** START OF Record extracts **

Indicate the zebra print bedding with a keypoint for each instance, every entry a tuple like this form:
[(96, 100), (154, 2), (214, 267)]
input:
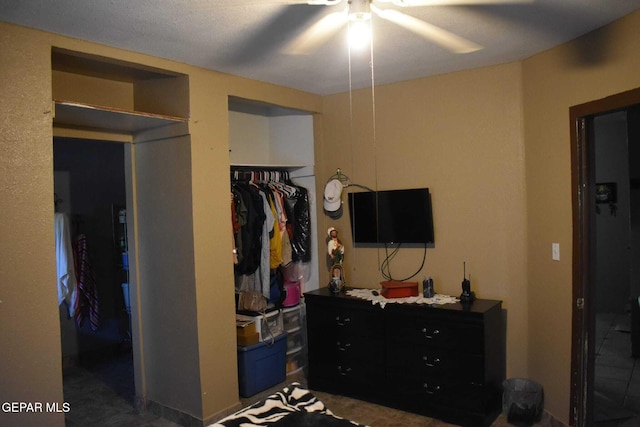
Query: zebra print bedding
[(293, 406)]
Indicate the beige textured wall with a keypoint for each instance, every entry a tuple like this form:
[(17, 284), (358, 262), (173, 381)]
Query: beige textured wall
[(600, 64), (460, 135), (29, 323)]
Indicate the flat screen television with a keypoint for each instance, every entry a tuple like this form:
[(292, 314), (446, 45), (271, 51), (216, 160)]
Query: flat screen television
[(391, 217)]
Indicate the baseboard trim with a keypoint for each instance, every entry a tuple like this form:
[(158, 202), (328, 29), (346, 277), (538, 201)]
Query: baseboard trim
[(174, 415)]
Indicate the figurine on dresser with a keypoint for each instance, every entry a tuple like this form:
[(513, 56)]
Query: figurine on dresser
[(335, 251)]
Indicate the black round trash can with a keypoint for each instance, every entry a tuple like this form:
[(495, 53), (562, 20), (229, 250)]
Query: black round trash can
[(522, 401)]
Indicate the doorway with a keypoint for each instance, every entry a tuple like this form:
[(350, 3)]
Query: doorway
[(603, 282), (90, 189)]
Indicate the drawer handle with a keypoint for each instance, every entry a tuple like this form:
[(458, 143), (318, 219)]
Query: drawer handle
[(342, 347), (343, 372), (342, 322), (431, 390), (432, 363), (433, 334)]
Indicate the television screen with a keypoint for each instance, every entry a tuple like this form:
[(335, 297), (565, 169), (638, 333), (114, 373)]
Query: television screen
[(392, 216)]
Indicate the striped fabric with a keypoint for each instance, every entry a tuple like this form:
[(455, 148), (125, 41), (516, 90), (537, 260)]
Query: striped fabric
[(293, 406), (87, 300)]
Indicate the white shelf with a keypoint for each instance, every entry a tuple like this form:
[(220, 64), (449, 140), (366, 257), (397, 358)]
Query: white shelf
[(87, 116)]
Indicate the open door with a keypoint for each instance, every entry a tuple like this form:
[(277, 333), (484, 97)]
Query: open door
[(583, 200)]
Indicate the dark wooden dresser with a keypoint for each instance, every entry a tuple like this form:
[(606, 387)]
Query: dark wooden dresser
[(445, 361)]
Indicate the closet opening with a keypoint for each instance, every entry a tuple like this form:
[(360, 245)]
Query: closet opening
[(95, 320)]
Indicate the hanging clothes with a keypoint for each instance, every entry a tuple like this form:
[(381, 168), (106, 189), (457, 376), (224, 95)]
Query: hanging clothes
[(87, 301), (66, 276), (274, 226)]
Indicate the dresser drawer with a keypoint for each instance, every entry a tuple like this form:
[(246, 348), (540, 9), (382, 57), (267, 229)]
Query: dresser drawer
[(344, 375), (426, 360), (327, 320), (418, 391), (349, 347), (437, 333)]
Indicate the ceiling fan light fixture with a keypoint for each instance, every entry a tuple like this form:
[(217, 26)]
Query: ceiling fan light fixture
[(359, 34), (323, 2), (359, 10)]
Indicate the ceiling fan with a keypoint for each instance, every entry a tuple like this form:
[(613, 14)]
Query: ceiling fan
[(358, 13)]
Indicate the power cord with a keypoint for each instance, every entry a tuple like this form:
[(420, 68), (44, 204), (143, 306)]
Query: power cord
[(385, 266)]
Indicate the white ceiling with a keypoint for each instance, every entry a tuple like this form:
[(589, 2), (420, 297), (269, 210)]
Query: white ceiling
[(246, 37)]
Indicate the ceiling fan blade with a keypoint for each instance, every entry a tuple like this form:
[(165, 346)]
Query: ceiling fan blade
[(409, 3), (316, 34), (444, 38)]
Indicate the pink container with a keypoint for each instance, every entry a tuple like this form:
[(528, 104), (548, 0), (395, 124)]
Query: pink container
[(293, 293)]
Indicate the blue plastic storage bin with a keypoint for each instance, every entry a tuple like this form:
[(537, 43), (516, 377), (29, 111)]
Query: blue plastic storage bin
[(262, 365)]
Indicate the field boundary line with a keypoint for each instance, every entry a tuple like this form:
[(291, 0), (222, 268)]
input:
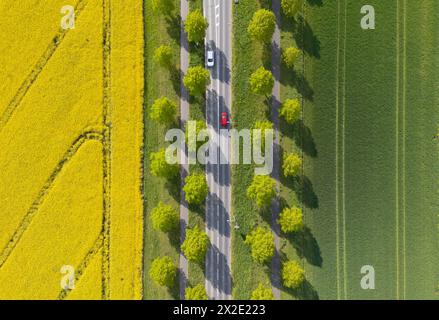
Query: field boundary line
[(106, 148), (37, 69), (33, 210), (83, 265)]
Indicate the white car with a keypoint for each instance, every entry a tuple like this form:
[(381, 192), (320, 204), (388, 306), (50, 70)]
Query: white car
[(210, 58)]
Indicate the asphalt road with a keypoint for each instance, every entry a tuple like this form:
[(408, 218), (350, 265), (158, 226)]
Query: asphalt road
[(218, 203)]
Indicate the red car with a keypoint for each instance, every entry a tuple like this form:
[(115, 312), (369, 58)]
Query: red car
[(224, 119)]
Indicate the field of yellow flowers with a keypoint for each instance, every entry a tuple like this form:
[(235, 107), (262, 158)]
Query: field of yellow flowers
[(71, 135)]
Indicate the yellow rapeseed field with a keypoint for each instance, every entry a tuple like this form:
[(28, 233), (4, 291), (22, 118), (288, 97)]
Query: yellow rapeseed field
[(71, 136)]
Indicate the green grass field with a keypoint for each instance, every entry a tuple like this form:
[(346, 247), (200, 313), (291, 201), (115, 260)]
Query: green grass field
[(372, 116), (247, 108), (370, 191), (159, 82)]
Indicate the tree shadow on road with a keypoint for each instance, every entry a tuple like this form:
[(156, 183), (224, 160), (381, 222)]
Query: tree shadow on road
[(304, 190)]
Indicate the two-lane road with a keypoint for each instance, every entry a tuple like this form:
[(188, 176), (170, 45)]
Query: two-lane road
[(218, 203)]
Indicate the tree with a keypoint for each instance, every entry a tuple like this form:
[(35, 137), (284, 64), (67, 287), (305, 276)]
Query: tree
[(262, 293), (263, 126), (291, 220), (291, 165), (195, 245), (160, 167), (195, 188), (195, 26), (262, 25), (292, 275), (261, 241), (163, 271), (196, 293), (262, 190), (262, 81), (291, 7), (163, 6), (164, 217), (163, 110), (290, 110), (290, 56), (196, 80), (163, 56)]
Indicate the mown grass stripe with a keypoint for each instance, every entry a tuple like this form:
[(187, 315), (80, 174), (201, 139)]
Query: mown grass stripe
[(106, 144), (37, 69), (83, 265)]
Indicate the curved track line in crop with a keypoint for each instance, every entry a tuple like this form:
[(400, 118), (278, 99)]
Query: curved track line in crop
[(83, 265), (36, 70), (106, 143), (340, 147), (33, 210), (404, 107)]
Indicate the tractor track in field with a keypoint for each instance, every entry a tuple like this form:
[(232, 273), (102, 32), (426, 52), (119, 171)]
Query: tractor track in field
[(98, 244), (106, 147), (37, 69), (340, 147), (33, 210), (400, 133)]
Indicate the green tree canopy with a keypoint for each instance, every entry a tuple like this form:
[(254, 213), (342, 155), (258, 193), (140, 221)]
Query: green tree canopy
[(290, 110), (163, 110), (163, 6), (163, 56), (196, 80), (196, 293), (195, 245), (160, 167), (291, 165), (163, 271), (290, 56), (195, 26), (262, 81), (262, 190), (164, 217), (262, 25), (292, 274), (261, 242), (291, 7), (196, 188), (291, 220), (262, 293)]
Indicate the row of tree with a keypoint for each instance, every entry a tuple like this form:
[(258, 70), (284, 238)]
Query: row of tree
[(263, 188)]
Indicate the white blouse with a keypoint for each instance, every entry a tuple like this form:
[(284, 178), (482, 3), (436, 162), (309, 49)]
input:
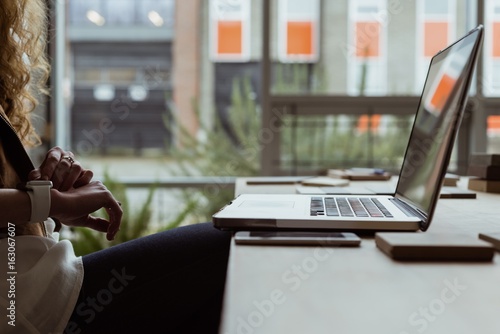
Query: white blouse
[(39, 292)]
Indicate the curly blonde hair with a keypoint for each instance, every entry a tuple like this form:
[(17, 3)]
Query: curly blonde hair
[(24, 67)]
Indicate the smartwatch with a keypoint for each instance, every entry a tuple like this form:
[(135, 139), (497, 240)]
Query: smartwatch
[(39, 193)]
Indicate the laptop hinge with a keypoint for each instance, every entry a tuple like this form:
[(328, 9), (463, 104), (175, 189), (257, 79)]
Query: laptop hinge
[(408, 209)]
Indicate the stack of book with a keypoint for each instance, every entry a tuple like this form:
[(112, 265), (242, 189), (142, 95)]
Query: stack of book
[(484, 170)]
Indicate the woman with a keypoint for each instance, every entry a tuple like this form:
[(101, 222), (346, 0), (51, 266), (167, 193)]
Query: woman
[(170, 282)]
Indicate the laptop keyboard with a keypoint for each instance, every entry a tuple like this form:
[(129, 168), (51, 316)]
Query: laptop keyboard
[(348, 207)]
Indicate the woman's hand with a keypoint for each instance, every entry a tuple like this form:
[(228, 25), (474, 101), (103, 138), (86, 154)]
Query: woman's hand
[(60, 167), (73, 208)]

** END OF Record extracts **

_Exercise brief_
Rewrite the entries from the line with "Indicate the laptop hinge" up to and including the line with "[(348, 207)]" as a Markdown table with the columns Row and Line. Number each line in the Row column, and leave out any blank lines.

_Output below_
| Row | Line |
|---|---|
| 1 | Indicate the laptop hinge with a keypoint for each instance, every entry a tuple like this form: |
| 2 | [(328, 9), (463, 104), (175, 189), (257, 79)] |
| 3 | Query: laptop hinge |
| 4 | [(408, 209)] |
| 5 | Indicate the stack of book with a keypoint for each instance, every entry a tuple like this form: |
| 6 | [(112, 265), (242, 189), (142, 95)] |
| 7 | Query: stack of book |
| 8 | [(484, 170)] |
| 9 | Indicate the woman with a keypoint for each instance, every entry a tuple like this form: |
| 10 | [(101, 222), (346, 0), (51, 266), (167, 193)] |
| 11 | Query: woman |
| 12 | [(170, 282)] |
| 13 | Indicate the laptop keyboard with a keypoint for each instance, every entry a tuple like this form: |
| 14 | [(129, 168), (51, 316)] |
| 15 | Query: laptop keyboard |
| 16 | [(348, 207)] |